*PROMPT:*
Nothing but the lines from the line with "Annotate the gold chain" through the end of the data is to be copied, and each is to be copied exactly.

*EXCERPTED RECORDS:*
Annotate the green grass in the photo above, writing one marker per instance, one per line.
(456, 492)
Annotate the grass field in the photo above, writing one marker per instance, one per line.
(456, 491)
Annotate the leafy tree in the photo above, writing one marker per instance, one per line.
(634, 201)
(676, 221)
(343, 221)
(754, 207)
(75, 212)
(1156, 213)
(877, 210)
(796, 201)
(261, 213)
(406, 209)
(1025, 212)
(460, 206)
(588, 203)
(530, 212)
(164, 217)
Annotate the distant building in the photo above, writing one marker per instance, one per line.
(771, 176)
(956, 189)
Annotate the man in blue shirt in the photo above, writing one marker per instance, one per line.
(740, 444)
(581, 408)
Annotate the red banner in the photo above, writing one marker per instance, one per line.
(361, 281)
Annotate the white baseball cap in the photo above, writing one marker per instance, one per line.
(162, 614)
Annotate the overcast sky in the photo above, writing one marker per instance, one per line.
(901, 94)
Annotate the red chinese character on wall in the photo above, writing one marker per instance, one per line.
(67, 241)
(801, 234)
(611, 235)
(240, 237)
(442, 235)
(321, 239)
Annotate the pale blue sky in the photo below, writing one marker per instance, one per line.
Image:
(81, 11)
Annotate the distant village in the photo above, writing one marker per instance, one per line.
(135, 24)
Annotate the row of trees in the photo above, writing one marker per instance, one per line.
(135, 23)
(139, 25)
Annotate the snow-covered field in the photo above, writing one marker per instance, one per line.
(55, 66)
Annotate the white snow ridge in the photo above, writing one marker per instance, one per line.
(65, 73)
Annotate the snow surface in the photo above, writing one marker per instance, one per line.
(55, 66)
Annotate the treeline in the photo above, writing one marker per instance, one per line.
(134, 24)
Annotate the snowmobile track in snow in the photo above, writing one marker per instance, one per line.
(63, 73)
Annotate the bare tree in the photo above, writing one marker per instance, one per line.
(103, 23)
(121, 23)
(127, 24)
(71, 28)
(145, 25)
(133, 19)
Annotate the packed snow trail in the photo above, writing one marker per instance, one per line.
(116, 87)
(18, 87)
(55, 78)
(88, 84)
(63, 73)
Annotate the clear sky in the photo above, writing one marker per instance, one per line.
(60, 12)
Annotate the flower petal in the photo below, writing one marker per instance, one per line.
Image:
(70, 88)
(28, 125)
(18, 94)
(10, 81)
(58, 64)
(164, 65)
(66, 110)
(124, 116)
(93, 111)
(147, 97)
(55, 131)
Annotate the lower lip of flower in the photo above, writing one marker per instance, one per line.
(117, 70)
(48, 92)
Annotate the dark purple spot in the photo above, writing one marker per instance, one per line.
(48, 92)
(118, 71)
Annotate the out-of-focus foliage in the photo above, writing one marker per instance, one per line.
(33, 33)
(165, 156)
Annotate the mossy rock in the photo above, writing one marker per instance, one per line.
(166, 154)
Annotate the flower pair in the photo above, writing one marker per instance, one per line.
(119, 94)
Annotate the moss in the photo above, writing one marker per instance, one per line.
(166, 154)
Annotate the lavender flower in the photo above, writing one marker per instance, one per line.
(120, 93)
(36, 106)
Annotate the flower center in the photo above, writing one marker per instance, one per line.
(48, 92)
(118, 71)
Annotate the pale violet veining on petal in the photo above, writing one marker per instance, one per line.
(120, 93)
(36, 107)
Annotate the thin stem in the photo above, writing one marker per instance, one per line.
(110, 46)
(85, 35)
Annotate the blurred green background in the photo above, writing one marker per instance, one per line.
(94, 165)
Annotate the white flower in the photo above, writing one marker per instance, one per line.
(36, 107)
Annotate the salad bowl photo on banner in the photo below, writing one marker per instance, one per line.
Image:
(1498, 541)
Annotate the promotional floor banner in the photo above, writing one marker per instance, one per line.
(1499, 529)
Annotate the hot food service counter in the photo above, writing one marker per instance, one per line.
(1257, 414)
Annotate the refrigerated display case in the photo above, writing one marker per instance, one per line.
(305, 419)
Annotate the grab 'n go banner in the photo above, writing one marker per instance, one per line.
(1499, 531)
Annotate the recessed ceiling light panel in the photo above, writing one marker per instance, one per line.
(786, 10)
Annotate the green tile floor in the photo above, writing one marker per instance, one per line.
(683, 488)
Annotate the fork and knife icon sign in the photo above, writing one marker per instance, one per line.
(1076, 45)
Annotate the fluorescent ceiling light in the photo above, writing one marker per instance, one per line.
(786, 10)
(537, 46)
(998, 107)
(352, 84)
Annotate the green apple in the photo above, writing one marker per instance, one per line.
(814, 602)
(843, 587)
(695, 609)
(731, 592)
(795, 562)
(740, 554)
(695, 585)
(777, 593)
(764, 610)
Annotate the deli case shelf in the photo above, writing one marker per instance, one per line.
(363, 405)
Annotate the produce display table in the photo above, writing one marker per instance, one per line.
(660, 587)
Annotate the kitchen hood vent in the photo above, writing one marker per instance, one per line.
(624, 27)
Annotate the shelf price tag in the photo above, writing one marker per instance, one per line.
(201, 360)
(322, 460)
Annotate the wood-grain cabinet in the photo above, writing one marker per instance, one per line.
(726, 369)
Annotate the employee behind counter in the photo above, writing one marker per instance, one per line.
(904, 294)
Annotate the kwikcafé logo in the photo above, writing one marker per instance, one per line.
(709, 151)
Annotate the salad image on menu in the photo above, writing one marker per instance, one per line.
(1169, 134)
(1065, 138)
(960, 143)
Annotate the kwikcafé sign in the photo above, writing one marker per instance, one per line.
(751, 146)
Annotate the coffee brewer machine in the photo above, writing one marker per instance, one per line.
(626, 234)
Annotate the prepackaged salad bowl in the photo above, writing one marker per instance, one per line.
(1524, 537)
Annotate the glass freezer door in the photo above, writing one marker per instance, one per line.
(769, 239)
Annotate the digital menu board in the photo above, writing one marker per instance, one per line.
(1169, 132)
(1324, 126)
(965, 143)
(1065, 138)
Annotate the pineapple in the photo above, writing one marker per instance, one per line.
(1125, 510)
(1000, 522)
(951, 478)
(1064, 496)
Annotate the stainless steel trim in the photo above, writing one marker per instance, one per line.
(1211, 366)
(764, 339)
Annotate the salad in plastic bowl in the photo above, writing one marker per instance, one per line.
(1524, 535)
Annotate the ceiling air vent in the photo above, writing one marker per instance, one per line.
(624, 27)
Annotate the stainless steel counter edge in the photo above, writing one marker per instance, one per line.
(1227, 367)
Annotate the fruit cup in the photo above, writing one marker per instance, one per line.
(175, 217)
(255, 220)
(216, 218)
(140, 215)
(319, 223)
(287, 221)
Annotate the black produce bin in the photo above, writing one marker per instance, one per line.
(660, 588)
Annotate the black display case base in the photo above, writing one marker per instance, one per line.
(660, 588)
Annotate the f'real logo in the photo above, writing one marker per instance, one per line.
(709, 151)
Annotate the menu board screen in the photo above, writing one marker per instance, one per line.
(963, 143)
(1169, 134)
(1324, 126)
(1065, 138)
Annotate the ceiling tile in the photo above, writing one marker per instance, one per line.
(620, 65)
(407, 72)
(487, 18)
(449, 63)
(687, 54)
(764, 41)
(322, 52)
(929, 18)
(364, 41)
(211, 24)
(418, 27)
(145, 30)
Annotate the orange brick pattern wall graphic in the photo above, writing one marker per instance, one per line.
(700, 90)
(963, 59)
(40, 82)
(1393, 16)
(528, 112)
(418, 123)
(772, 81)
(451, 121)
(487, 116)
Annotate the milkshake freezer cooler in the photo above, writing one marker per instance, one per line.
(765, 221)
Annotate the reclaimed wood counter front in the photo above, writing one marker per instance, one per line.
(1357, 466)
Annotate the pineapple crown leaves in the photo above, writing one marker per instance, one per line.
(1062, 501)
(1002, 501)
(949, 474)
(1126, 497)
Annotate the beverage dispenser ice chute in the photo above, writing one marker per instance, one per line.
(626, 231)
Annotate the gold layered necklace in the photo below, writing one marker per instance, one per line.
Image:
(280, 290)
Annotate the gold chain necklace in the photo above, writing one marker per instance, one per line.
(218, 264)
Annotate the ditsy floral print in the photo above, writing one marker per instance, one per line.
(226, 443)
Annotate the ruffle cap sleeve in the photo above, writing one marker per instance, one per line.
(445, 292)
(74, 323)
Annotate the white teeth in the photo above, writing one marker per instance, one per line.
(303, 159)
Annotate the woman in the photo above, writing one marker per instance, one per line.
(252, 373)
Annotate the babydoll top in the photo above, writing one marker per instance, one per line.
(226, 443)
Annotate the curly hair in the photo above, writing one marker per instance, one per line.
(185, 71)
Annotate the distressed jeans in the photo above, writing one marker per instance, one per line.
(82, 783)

*RESPONSE TO THIS TASK:*
Annotate the gold chain necklace in the photo above, writing one marker per instance, one per line.
(218, 264)
Annotate the ditsy floral print in the photo above, writing one marker per instance, one per line.
(226, 443)
Annotate the ruffle cap sleeve in the photo above, writing one marker per instance, one per line.
(445, 292)
(74, 323)
Annotate the white teeth in the photo above, writing one marker per instance, one per line.
(303, 159)
Annotate the woman in the photo above, writing one marker per instance, one per line.
(252, 373)
Annotate the babydoll top in the photo above, writing one marker per instance, one per line.
(226, 443)
Annotate the curly hair in the photo above, writing one marker per instance, one per line.
(185, 71)
Annotate the distressed jeans in the photo above, writing one marker per instance, one per line.
(82, 783)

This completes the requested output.